WRITTEN TASK: Copy out all the data, word for word.

Labeled-object pointing entries
=======

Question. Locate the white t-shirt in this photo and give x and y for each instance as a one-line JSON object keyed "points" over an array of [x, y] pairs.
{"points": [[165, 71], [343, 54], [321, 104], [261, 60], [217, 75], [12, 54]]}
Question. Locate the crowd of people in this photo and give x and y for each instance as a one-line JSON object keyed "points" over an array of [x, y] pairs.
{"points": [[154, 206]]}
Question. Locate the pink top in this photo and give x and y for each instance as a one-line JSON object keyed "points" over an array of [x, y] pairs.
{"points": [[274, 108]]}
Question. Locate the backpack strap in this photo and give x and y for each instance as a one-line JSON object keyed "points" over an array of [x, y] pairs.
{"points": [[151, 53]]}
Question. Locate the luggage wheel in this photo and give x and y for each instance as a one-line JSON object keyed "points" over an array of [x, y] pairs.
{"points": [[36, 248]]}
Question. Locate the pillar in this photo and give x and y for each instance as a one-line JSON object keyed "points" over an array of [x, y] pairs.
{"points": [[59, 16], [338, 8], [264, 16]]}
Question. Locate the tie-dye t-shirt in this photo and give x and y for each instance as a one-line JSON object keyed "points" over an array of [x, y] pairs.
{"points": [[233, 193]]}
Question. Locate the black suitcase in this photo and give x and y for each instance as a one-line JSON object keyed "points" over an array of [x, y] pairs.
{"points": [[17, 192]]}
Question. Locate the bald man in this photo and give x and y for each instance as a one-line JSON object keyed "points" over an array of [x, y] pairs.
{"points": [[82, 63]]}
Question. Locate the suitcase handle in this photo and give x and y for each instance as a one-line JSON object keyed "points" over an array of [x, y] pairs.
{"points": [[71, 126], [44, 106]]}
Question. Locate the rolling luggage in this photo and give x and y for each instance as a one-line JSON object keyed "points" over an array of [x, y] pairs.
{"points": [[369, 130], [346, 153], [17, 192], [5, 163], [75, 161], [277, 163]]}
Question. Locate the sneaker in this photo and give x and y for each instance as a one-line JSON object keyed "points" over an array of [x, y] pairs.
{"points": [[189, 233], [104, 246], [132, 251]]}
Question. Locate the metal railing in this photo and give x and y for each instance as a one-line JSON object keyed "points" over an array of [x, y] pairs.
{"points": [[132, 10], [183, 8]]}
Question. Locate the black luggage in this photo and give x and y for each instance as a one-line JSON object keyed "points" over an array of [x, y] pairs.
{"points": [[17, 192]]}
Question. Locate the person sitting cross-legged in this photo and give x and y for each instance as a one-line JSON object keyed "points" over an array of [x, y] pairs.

=======

FINISHED EXERCISE:
Question. Locate the white t-shirt in this photo and give x and y for each instance as a one-line JSON object keyed "points" over an array of [x, y] pairs.
{"points": [[165, 71], [343, 54], [321, 104], [261, 60], [217, 75], [12, 54]]}
Question. Locate the crowd of people in this photo and give x and y for each instance as a one-line JSON object keyed "points" over an array of [x, y] pairs.
{"points": [[154, 206]]}
Question. Locate the pink top in this photo and give x and y for each instance as a one-line JSON object keyed "points" over an array of [x, y] pairs.
{"points": [[274, 108]]}
Question. Locate the backpack strap in this photo and give x and y for each instance as a one-line JSON object keyed "points" over an array of [x, y] pairs.
{"points": [[151, 53]]}
Question. Locate the luggage wheel in this photo and give x and y for each instance as a one-line JSON object keyed "points" over an array of [x, y] pairs.
{"points": [[36, 248]]}
Question. Locate the pillar in this photo and give x and y for each instance as a one-line JSON object keyed "points" over an array of [x, y] pairs.
{"points": [[59, 16], [338, 8], [264, 16]]}
Question. Locate the tie-dye t-shirt in this photo and give x and y for each instance as a one-line JSON object keyed "points" over an array of [x, y] pairs.
{"points": [[233, 193]]}
Question. Locate the black suitcase in this photo and give x and y for each instance as a one-line JSON object keyed "points" over an array of [x, y] pairs.
{"points": [[17, 192]]}
Question. Locate the bald man in this photo and give x and y for each instance as a one-line JSON object keyed "points" over an array of [x, y] pairs.
{"points": [[82, 63]]}
Question. Locate the suitcase handle in this photo and give x and y for each instance as a one-line JSON object keyed "points" over an array of [x, y] pairs.
{"points": [[71, 126], [44, 106]]}
Question. Locate the rolling luggage in this photo and give x and y for each instance as a one-line JSON object keyed "points" over an array of [x, y] pairs.
{"points": [[369, 130], [346, 153], [17, 192], [5, 163], [75, 161], [277, 163]]}
Question. Locate the sneaker in this photo and give x and y for each instance as a one-line JSON object keyed "points" over an array of [x, y] pairs.
{"points": [[189, 233], [104, 246], [132, 251]]}
Question. Locate the metal railing in this photo and give x and y for each instance as a one-line JSON object keyed "points" over an array of [x, y] pairs.
{"points": [[132, 10], [183, 8]]}
Question. Locate the black luggage in this photo and give x and y for each instance as a one-line JSON object keyed "points" over an array of [x, y] pairs.
{"points": [[17, 192]]}
Question. Locate the person sitting cross-legged in this photo and give x and y for each instance as a one-line JSON object keyed "points" over an array of [x, y] pairs.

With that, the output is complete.